Assigned task
Go through the entries below and copy every line that holds the word "neck".

** Opening Given records block **

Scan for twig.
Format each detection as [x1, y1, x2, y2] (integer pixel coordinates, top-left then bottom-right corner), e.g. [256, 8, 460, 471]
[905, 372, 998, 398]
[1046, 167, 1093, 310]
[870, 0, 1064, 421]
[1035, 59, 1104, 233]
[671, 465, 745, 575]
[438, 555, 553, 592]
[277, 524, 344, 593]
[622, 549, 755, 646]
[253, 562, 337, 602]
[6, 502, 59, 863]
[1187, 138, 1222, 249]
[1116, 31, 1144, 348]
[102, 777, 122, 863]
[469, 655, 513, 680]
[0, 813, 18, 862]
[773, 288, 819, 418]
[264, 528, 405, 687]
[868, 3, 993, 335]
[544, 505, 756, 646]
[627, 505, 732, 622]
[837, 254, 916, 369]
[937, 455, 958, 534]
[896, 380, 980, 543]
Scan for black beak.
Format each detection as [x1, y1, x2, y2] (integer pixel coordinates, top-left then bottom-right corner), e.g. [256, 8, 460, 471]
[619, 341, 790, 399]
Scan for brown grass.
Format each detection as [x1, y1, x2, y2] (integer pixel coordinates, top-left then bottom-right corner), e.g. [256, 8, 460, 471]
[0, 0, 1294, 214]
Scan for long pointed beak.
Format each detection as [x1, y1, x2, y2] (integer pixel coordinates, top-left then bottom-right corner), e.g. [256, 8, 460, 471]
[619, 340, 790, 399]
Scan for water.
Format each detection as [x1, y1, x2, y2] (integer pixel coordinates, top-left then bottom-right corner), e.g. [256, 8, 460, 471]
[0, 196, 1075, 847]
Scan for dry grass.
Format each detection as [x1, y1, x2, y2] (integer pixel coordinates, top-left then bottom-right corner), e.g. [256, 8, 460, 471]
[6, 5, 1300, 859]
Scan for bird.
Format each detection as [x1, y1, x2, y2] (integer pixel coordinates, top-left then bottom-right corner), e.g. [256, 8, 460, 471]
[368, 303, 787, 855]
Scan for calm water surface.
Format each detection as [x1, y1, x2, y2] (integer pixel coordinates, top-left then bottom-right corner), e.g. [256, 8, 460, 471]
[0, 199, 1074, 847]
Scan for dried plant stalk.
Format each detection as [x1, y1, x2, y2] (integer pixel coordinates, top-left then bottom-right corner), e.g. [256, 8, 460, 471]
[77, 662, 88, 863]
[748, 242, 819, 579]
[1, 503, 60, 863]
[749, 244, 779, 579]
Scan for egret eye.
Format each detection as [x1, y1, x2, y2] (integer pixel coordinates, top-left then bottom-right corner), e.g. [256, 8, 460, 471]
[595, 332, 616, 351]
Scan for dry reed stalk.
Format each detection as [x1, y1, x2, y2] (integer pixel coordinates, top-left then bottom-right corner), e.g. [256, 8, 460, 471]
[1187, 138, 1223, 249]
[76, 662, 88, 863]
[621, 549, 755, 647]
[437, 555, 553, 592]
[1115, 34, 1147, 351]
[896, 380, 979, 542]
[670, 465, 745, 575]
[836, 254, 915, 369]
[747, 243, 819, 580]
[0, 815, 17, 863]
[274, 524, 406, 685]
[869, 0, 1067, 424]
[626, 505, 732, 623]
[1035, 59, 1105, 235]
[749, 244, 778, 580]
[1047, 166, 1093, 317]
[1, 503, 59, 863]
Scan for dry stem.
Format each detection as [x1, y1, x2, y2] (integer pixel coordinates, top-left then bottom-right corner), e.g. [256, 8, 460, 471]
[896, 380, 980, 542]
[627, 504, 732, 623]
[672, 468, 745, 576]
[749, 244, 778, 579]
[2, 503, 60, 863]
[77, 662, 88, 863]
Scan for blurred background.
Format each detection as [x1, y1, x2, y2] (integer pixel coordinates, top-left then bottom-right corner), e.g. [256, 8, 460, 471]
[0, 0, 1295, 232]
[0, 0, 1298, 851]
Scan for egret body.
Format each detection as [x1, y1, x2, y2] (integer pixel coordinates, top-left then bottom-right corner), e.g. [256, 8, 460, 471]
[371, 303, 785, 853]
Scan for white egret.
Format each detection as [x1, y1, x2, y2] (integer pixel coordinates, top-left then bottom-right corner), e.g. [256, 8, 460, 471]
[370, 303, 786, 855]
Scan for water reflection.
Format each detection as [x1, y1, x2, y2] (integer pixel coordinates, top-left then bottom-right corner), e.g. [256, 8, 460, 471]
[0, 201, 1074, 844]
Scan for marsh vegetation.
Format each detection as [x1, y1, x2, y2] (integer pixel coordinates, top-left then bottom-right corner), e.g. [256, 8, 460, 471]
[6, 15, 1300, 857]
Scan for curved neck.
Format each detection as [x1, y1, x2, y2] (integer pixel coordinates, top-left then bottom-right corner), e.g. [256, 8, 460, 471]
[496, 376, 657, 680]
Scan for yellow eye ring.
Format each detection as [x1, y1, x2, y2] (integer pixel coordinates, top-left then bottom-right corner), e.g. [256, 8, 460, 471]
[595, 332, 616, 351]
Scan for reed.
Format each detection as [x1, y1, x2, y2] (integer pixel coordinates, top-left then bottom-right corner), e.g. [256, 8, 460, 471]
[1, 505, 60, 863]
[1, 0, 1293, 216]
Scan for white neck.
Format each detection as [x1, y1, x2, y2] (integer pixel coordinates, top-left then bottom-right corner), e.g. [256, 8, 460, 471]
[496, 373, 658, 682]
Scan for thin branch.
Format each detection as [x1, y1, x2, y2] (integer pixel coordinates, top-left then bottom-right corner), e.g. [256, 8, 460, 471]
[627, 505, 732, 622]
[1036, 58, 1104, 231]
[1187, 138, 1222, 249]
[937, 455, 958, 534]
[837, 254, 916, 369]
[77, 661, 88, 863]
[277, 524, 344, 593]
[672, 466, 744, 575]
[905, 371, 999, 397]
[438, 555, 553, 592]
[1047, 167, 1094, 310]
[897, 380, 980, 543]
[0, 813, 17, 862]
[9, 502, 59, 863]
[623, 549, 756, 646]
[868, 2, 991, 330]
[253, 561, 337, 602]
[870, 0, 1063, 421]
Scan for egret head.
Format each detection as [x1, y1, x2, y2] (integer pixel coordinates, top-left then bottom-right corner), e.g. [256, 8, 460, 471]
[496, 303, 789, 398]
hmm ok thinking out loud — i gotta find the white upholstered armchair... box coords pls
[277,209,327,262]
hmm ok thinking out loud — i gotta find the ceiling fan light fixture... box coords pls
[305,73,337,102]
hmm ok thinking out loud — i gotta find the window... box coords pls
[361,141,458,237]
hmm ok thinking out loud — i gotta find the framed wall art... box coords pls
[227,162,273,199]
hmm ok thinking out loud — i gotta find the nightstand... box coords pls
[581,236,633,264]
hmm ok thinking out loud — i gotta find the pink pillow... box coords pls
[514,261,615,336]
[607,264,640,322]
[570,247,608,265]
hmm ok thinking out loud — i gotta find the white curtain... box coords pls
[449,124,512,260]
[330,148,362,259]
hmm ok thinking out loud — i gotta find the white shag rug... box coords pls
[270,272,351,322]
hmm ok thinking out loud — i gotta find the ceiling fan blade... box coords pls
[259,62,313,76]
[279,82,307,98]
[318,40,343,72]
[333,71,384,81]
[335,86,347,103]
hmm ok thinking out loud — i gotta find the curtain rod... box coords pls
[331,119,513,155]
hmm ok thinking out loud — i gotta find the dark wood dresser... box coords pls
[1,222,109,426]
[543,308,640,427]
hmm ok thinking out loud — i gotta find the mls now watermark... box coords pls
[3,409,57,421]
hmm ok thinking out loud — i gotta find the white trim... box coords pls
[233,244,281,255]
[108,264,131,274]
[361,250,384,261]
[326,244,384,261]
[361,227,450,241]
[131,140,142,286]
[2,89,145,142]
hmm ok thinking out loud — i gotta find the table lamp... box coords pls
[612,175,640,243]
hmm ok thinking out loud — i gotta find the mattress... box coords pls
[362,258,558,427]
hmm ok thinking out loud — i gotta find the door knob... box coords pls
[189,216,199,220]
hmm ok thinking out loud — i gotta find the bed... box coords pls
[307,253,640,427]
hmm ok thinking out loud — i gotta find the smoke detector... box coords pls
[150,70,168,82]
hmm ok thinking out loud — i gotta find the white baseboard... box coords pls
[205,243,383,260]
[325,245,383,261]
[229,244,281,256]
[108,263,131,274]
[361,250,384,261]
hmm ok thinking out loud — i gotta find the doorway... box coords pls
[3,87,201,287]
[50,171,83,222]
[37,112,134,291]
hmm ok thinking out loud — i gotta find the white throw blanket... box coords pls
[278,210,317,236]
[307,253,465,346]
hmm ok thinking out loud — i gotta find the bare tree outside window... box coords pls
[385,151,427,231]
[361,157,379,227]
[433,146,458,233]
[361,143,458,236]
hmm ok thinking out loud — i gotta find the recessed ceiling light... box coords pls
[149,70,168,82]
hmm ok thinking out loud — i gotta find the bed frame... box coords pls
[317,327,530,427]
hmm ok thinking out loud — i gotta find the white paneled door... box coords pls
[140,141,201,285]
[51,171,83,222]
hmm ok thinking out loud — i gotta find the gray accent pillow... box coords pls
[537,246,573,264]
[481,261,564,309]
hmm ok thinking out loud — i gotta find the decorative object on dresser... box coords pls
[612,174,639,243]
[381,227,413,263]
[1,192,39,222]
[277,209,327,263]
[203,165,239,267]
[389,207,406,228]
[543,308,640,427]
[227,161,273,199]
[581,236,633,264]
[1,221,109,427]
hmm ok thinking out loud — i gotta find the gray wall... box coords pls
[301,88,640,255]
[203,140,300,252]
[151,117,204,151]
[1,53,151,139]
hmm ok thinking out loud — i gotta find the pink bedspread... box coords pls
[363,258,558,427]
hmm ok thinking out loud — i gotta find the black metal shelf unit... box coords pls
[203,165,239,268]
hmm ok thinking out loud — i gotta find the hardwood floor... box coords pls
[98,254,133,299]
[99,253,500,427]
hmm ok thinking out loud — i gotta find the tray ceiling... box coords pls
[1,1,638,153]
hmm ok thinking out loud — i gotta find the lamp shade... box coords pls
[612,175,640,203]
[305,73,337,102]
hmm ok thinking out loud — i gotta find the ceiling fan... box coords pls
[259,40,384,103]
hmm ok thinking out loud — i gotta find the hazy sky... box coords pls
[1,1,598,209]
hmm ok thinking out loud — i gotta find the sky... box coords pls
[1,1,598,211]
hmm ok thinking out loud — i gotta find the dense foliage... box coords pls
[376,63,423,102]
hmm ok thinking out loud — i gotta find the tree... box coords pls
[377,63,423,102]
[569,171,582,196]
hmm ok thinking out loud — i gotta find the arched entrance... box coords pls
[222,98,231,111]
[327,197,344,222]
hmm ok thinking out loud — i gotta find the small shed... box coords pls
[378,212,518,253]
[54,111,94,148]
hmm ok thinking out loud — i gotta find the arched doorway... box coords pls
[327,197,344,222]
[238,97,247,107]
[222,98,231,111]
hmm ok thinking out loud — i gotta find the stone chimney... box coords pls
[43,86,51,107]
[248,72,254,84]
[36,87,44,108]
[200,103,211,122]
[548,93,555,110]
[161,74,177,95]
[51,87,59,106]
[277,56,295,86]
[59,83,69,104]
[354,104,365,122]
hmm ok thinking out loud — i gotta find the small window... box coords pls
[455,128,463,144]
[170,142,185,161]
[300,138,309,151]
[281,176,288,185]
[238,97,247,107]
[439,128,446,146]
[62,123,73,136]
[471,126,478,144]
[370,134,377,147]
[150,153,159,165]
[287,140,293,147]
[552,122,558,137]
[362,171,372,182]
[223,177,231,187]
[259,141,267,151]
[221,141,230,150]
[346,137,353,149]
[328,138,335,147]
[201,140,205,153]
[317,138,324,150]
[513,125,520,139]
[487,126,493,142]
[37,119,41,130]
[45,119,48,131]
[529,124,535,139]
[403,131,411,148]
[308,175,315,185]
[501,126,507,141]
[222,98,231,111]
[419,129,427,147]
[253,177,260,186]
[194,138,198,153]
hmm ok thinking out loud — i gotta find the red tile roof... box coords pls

** Closing Given records block **

Solved problem
Scan for curved neck.
Scan for white neck.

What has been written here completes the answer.